Will you copy every one of the records below line for line, without changing anything?

__DATA ROWS__.
+++
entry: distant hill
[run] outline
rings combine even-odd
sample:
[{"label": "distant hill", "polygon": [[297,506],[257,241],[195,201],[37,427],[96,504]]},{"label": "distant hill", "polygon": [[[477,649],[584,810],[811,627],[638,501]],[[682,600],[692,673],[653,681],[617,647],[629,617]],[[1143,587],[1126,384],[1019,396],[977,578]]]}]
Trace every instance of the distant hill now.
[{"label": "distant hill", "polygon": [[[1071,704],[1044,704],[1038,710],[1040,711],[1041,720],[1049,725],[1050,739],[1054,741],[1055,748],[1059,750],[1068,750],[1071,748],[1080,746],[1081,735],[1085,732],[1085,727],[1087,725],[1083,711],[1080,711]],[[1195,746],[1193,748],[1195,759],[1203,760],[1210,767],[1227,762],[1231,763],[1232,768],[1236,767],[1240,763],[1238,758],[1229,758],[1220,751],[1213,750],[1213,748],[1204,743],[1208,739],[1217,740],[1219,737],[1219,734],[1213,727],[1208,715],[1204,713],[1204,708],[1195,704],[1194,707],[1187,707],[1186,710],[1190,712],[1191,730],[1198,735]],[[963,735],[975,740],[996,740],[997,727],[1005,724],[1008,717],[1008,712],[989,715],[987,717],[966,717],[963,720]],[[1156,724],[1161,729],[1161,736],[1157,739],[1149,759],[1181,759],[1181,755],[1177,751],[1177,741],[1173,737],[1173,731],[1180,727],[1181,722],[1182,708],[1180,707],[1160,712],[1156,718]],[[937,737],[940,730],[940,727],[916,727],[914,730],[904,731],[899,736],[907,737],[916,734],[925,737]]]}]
+++
__SOLVED PROBLEM__.
entry: distant hill
[run] outline
rings combine even-odd
sample:
[{"label": "distant hill", "polygon": [[297,506],[257,241],[195,201],[37,427],[96,504]]},{"label": "distant hill", "polygon": [[[477,649],[584,810],[811,627],[638,501]],[[682,600],[692,673],[653,681],[617,647],[629,617]],[[1143,587],[1126,384],[1019,396],[977,578]]]}]
Trace every instance of the distant hill now.
[{"label": "distant hill", "polygon": [[[1071,704],[1044,704],[1038,710],[1040,711],[1041,720],[1049,725],[1050,739],[1054,741],[1055,748],[1059,750],[1068,750],[1071,748],[1080,746],[1081,735],[1085,732],[1085,727],[1087,725],[1083,711],[1080,711]],[[1195,746],[1193,748],[1195,759],[1203,760],[1210,767],[1227,762],[1231,763],[1232,768],[1236,767],[1240,763],[1238,758],[1229,758],[1220,751],[1213,750],[1213,748],[1204,743],[1208,739],[1217,740],[1219,737],[1219,734],[1213,727],[1208,715],[1204,713],[1204,708],[1195,704],[1194,707],[1187,707],[1186,710],[1190,712],[1191,730],[1198,735]],[[963,735],[975,740],[996,740],[997,727],[1005,724],[1008,717],[1008,712],[989,715],[987,717],[966,717],[963,720]],[[1156,724],[1161,729],[1161,736],[1157,739],[1149,759],[1181,759],[1181,755],[1177,751],[1177,741],[1173,737],[1173,731],[1180,727],[1181,722],[1182,708],[1180,707],[1160,712],[1156,718]],[[937,737],[940,730],[940,727],[916,727],[914,730],[904,731],[899,736],[907,737],[916,734],[925,737]]]}]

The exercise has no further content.